[DATA SHOWN Boundary: Start]

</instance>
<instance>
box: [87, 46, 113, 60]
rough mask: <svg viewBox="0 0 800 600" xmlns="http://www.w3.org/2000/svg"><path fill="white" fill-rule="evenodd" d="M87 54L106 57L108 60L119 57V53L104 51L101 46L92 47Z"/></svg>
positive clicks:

[DATA SHOWN Boundary: End]

▶ [EXERCISE] Your task is to repeat each of the records above exactly.

▶ [RESULT OF THIS EXERCISE]
</instance>
<instance>
box: [87, 46, 113, 60]
rough mask: <svg viewBox="0 0 800 600" xmlns="http://www.w3.org/2000/svg"><path fill="white" fill-rule="evenodd" d="M87 54L106 57L108 60L119 57V53L104 51L101 46L92 47Z"/></svg>
positive clicks:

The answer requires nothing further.